__WHAT TO WORK ON__
Can you reproduce the article about planting purple crocuses for World Polio Day word for word, from its headline to its last line?

__TEXT UNDER STUDY__
Purple crocuses raise awareness

Knaresborough Rotarians joined residents and a red dinosaur on the Appleby estate to plant purple crocuses as part of their work in publicising World Polio Day.

Monday, 9th November 2020, 4:23 pm

The crocuses are a reminder of the purple dye used to mark the left little finger, the ‘purple pinkie’, of children given the Polio vaccine by immunisation teams in countries such as Afghanistan and Pakistan where Polio is still endemic.

Crocuses have also been planted on the green outside the church in Farnham and on Knaresborough Railway Station. To mark World Polio day on October 24, Knaresborough Castle was also floodlit in purple.

Spokesman for Knaresborough Rotary, Brian Souter, said: “Everyone’s focus is on COVID19 at present and the search for a vaccine.

“Only one disease, Smallpox, has been eradicated before; Polio will be the second.

“Since 1985 Rotary has been working to eradicate this awful disease. The infrastructure set up to deliver Polio vaccine can also be used to deliver other vaccines, including Covid19 when one is developed.”

Knaresborough Rotary has raised over £21,000 for the End Polio campaign in the last 11 years and was awarded a certificate of commendation for its work in 2019-20 by the President of Rotary International.

Polio was eradicated from the UK in 1982 but children in this country still receive the Polio vaccine.

Among the survivors of childhood Polio is TV celebrity Mary Berry, of ‘Bake-off’ fame, who describes the experience in her autobiography.

Other well-known survivors include Mia Farrow, golfer Gary Player, actor Don Sutherland, historian David Starkey, Arch-bishop Desmond Tutu and the late John Thaw.

It is possible to donate to Knaresborough Rotary Club’s End Polio at ‘My Donate Knaresborough Rotary Club’. Visit endpolio.org for more about Rotary and its efforts to eradicate polio.

Since Rotary and its partners launched the Global Polio Eradication Initiative, in 1985, the incidence of polio worldwide has plummeted by more than 99.9 per cent, from about 350,000 cases a year to just 102 so far this year as of October 7.

Only Afghanistan and Pakistan still have endemic Polio. Africa was recently declared Polio free.

__DATASET CONTENT__
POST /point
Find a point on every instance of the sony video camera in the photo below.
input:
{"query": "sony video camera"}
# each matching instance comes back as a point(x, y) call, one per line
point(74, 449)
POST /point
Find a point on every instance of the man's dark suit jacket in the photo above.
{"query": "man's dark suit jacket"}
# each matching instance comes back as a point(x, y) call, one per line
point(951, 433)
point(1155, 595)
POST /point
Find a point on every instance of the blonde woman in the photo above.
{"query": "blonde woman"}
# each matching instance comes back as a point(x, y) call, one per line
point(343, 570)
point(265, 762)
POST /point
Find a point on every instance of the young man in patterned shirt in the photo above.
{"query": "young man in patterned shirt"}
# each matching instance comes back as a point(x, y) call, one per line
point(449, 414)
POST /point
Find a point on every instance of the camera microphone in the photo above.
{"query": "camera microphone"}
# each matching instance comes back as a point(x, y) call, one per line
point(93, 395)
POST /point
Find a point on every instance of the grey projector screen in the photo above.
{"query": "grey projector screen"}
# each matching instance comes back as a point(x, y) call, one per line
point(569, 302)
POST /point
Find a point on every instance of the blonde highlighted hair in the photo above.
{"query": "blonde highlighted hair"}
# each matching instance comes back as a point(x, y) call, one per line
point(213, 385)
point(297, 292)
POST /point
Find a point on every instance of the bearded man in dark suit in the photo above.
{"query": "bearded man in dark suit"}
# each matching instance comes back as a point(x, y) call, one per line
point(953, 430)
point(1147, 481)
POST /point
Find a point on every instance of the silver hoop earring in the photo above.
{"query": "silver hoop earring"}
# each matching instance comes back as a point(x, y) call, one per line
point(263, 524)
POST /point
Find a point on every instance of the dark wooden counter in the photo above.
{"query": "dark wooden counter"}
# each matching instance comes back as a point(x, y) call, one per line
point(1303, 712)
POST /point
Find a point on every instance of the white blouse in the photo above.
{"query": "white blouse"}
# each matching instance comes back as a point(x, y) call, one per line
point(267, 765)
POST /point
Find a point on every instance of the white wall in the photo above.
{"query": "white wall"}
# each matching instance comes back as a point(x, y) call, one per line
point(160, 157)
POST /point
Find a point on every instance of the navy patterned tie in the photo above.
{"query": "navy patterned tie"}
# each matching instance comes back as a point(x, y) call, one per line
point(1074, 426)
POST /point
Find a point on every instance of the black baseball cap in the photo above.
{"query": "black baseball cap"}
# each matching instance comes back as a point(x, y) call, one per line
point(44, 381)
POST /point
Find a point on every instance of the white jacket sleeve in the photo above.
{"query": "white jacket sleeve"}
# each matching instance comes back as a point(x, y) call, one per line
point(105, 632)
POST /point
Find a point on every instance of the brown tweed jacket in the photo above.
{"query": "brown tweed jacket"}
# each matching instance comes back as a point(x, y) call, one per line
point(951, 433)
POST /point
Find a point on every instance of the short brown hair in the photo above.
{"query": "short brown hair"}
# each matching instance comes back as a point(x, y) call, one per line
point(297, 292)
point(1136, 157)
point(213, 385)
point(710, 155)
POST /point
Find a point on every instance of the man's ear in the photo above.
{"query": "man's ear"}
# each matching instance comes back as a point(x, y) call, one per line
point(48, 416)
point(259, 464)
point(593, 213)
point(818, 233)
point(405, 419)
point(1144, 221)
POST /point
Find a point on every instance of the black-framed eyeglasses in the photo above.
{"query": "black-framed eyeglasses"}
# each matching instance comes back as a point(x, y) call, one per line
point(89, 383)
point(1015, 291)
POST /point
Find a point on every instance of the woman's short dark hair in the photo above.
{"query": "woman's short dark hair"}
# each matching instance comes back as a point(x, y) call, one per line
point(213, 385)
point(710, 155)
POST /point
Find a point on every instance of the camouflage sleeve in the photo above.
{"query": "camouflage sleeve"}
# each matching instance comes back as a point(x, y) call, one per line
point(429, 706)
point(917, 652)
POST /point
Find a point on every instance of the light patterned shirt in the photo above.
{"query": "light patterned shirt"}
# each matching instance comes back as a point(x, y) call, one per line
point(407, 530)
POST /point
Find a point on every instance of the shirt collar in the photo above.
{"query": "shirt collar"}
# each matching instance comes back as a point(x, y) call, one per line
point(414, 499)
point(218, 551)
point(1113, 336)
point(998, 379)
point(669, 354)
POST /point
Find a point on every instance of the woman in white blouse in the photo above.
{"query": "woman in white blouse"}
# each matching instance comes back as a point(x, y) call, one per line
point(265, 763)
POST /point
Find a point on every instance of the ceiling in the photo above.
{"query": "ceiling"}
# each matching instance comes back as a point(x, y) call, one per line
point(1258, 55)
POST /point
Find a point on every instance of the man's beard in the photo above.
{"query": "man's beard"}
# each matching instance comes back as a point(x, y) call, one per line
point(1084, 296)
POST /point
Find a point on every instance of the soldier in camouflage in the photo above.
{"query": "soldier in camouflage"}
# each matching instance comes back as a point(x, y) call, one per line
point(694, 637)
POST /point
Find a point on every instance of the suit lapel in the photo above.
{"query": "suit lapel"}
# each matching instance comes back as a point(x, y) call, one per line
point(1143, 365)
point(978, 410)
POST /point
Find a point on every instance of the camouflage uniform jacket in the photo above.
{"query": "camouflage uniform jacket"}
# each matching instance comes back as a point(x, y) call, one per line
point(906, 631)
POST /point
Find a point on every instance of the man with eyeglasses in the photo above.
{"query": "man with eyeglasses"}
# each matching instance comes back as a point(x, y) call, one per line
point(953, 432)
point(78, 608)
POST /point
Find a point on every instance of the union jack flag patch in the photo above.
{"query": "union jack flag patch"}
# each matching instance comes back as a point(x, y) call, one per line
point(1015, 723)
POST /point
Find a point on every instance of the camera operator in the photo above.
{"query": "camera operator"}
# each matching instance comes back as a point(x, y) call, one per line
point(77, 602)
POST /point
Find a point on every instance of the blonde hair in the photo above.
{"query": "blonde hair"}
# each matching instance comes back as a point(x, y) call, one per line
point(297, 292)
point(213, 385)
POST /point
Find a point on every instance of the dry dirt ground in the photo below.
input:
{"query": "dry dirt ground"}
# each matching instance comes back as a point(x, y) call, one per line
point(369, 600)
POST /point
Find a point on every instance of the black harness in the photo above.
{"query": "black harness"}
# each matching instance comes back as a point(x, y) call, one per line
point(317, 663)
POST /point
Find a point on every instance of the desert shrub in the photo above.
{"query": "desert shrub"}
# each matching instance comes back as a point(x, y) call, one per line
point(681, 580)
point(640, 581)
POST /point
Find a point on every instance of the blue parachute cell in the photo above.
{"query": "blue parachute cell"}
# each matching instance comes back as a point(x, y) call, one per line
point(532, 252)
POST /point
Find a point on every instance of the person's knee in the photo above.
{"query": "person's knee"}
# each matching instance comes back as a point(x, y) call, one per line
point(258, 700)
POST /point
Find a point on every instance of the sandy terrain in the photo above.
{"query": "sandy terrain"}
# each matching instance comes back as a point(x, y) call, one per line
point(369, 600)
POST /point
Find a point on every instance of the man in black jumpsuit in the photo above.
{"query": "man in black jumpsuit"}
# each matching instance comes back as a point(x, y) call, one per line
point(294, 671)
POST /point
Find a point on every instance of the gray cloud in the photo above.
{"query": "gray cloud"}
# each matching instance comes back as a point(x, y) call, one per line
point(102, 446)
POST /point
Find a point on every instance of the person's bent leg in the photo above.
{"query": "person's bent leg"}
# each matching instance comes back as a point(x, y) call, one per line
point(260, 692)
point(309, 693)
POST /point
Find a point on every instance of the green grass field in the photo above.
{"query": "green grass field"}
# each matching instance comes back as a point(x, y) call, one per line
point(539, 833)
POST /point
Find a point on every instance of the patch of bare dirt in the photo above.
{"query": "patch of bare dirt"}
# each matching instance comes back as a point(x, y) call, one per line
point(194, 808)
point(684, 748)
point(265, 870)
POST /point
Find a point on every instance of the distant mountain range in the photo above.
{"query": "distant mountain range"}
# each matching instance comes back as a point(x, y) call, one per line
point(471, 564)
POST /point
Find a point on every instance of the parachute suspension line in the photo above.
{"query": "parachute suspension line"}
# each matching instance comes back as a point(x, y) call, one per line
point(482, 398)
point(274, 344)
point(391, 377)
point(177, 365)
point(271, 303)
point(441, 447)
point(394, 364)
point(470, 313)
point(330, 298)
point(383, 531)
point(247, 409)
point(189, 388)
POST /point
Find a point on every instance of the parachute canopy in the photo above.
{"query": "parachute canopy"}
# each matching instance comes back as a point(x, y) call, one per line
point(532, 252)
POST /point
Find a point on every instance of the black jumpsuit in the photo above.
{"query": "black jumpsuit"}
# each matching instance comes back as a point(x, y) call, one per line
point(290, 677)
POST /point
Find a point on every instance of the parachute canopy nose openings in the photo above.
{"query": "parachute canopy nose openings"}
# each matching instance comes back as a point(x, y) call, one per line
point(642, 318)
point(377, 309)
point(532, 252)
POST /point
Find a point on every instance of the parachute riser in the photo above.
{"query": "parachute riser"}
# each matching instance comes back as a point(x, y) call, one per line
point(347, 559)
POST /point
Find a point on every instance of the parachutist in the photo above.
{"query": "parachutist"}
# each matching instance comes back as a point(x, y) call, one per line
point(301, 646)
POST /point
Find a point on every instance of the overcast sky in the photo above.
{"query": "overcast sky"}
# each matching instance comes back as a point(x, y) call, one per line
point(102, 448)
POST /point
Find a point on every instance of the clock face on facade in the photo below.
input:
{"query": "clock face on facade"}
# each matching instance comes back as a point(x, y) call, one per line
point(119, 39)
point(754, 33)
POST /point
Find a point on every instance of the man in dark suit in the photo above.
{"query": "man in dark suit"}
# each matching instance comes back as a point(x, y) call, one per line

__RESPONSE TO THE TASK__
Purple crocuses raise awareness

Knaresborough Rotarians joined residents and a red dinosaur on the Appleby estate to plant purple crocuses as part of their work in publicising World Polio Day.

Monday, 9th November 2020, 4:23 pm

The crocuses are a reminder of the purple dye used to mark the left little finger, the ‘purple pinkie’, of children given the Polio vaccine by immunisation teams in countries such as Afghanistan and Pakistan where Polio is still endemic.

Crocuses have also been planted on the green outside the church in Farnham and on Knaresborough Railway Station. To mark World Polio day on October 24, Knaresborough Castle was also floodlit in purple.

Spokesman for Knaresborough Rotary, Brian Souter, said: “Everyone’s focus is on COVID19 at present and the search for a vaccine.

“Only one disease, Smallpox, has been eradicated before; Polio will be the second.

“Since 1985 Rotary has been working to eradicate this awful disease. The infrastructure set up to deliver Polio vaccine can also be used to deliver other vaccines, including Covid19 when one is developed.”

Knaresborough Rotary has raised over £21,000 for the End Polio campaign in the last 11 years and was awarded a certificate of commendation for its work in 2019-20 by the President of Rotary International.

Polio was eradicated from the UK in 1982 but children in this country still receive the Polio vaccine.

Among the survivors of childhood Polio is TV celebrity Mary Berry, of ‘Bake-off’ fame, who describes the experience in her autobiography.

Other well-known survivors include Mia Farrow, golfer Gary Player, actor Don Sutherland, historian David Starkey, Arch-bishop Desmond Tutu and the late John Thaw.

It is possible to donate to Knaresborough Rotary Club’s End Polio at ‘My Donate Knaresborough Rotary Club’. Visit endpolio.org for more about Rotary and its efforts to eradicate polio.

Since Rotary and its partners launched the Global Polio Eradication Initiative, in 1985, the incidence of polio worldwide has plummeted by more than 99.9 per cent, from about 350,000 cases a year to just 102 so far this year as of October 7.

Only Afghanistan and Pakistan still have endemic Polio. Africa was recently declared Polio free.